### SOURCE:
*-*-*
The Joy of Music Festival

Gary Graffman first played in Hong Kong in 1957, well before the City Hall was built.

A week-long festival The Joy of Music Festival is ahead, starting from October 8 and ending on October 14. It features a series of concerts as well as a notable evening performance for the 50th anniversary of the Hong Kong City Hall.

The concert on October 9 features Gary Graffman, who first played in Hong Kong in 1957. He is joined by an array of well-established Hong Kong artists, including Chiu Yeeha, the first pianist to play at the concert hall back in 1962. She will be playing the first piano the City Hall acquired, now residing in Sheung Wan Civic Centre, so the presenter will be doing the work to move it back to where it was.

Also notable is the special souvenir for the concert: a facsimile copy of the supplement published by the South China Morning Post for the opening of the Hong Kong City Hall in 1962.

There is a number of happenings going on with this festival, which may be browsed in detail at The Chopin Society’s website. But there is an interesting event too: the “re-performance” series. The press release says,

[quote style=”1″]

The Zenph Sound Innovation “re-performance” program played by the Yamaha Disklavier PRO, is a technology that instructs an actual grand concert piano to play itself in the exact way the masters did, key stroke for key stroke, touch for touch – making the performance exact on how each note and pedal were played.
*-*-*
### MATERIAL PROVIDED:

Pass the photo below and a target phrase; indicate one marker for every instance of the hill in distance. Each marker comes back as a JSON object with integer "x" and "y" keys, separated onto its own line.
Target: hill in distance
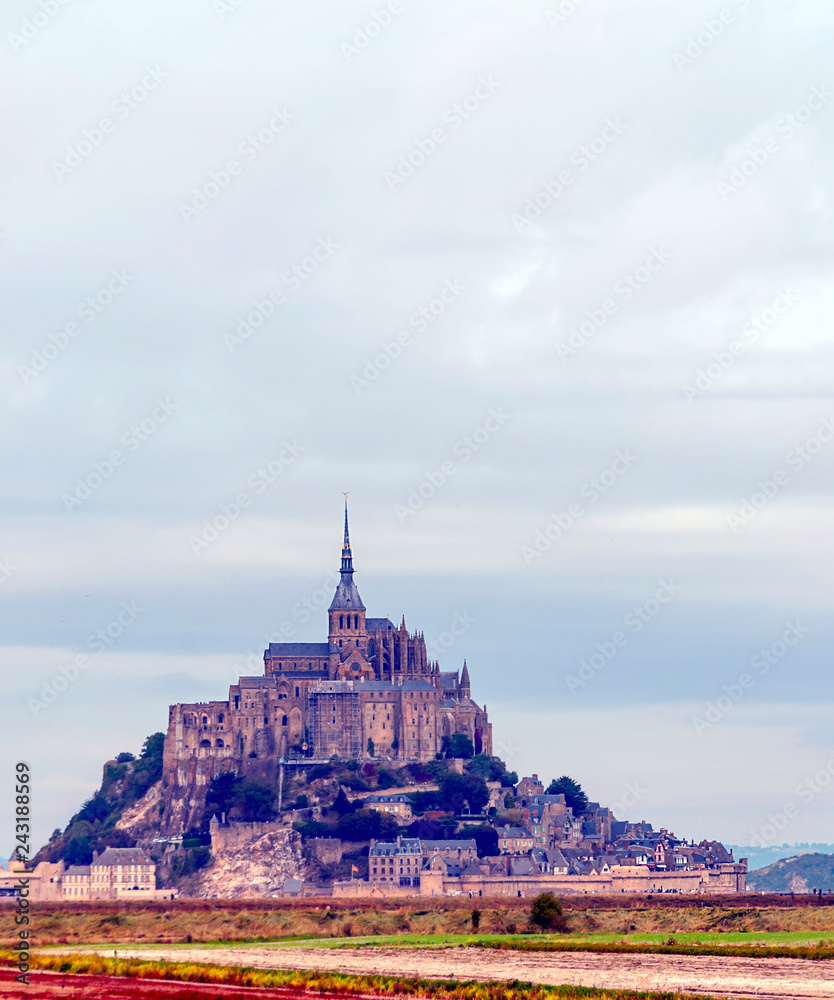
{"x": 800, "y": 874}
{"x": 760, "y": 857}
*-*-*
### TASK:
Rewrite everything in the Joy of Music Festival text from "A week-long festival" down to "Kong City Hall.", swapping "concerts" for "recitals".

### PROBLEM SOLUTION:
A week-long festival The Joy of Music Festival is ahead, starting from October 8 and ending on October 14. It features a series of recitals as well as a notable evening performance for the 50th anniversary of the Hong Kong City Hall.